* Given passage:

====

# How to build a paper tuner



## BearSlayr (Jan 23, 2006)

I built one out of PVC pipe but i have seen some built with pine 2x2s'


----------



## goat 834 (Sep 18, 2005)

3/4'' pvc pipe 2 elbows 4 tees. Cut 6 pcs. @ 18'' 4 pcs @ 10'' Then all you will need is a wide roll of freezer paper and something to attach it to pipe(tape is fine). Leave it all loose then if you need to store it just take it apart and throw it in a box! This picture is kinda primitive but it should help, hopefully


----------



## MHansel (Jan 8, 2005)

I use a sign from Home Depot cut out the center rod, and made a PVC pipe stand for about $35, here's mine:wink:


----------



## goat 834 (Sep 18, 2005)

OOOPS! Forgot pics. Also my hole to shoot through is 20X20'' freezer paper is 18'' wide again hope this helps


----------



## bullnuts (Dec 10, 2005)

I slapped one together in my garage using 2X4s. Just built a frame 24" across, 6'6" tall and put some feet on it. I use yesterday's newspaper for the paper and secure it to the frame using masking tape. I also hang my bag target from a hook, about 36" behind the frame, which is suspended from one of the tracks on my garage door...yes it's ******* as all hell, but it works!


----------



## SDLAW (Aug 28, 2006)

I built mine out of 3" PVC pipe. I glued everything together except the top cross pipe and the elbows that hold it. I used my tablesaw to cut down the center of the top pipe to form a slit...don't cut the pipe in half just through one side. Slide a whole roll of freezer paper in the pipe with the paper through the slit and pop the pipe back into the top elbows. Pull the paper down and clamp it to the center pipe as needed. Paper stays dry even if left outside and you don't have to cut new sheets each time you make adjustments.


----------



## bullseyemike (Aug 19, 2006)

*poor mans paper tuner*

I suspended a 5 dollar picture frame from my shop celing with wire and tensioned it from the bottom with wire. Then bought a scetch pad for about 3 bucks and just tape them to it. It works great. I have a friend that works at a pro shop and he likes my set up better than the one at work.

====

* Provided material:
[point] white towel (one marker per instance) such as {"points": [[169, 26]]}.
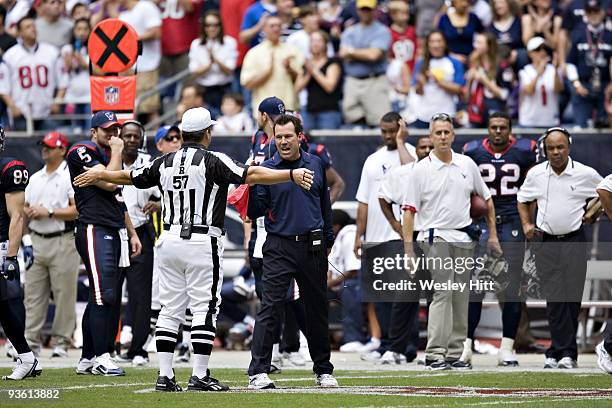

====

* Given exercise: Continue the forum thread on building a paper tuner, picking up after its final post.

* Expected output:
----------



## dts (May 23, 2006)

1. Get four clothes pins (the wooden clip style with spring). 

2. Get the paper you will shoot through. 

3. Turn an aluminum step ladder upside down and turn it sideways to your target backstop and your shooting position. Prop the ladder up so that it doesn't fall. 

4. Spread the legs an appropriate distance so that you can shoot through without hitting them and so that it fits your paper.

5. Clip the paper to the ladder legs.


Works great! Cheap! Quick setup and take down and doesn't sit around in the way of other things when not in use.


----------



## steerwrestler (Oct 20, 2004)

go to the place that sells homes and get a sign frame from them they have hundereds of them and won't cost you a thing places like a realitor


----------



## bassman409 (Jul 19, 2006)

I took a beer box and cut a hole in the bottom about 8x8 and taped a sheet of paper 8 1/2 x 11 to it and held it in place with a brick.


----------



## boweng (Aug 7, 2006)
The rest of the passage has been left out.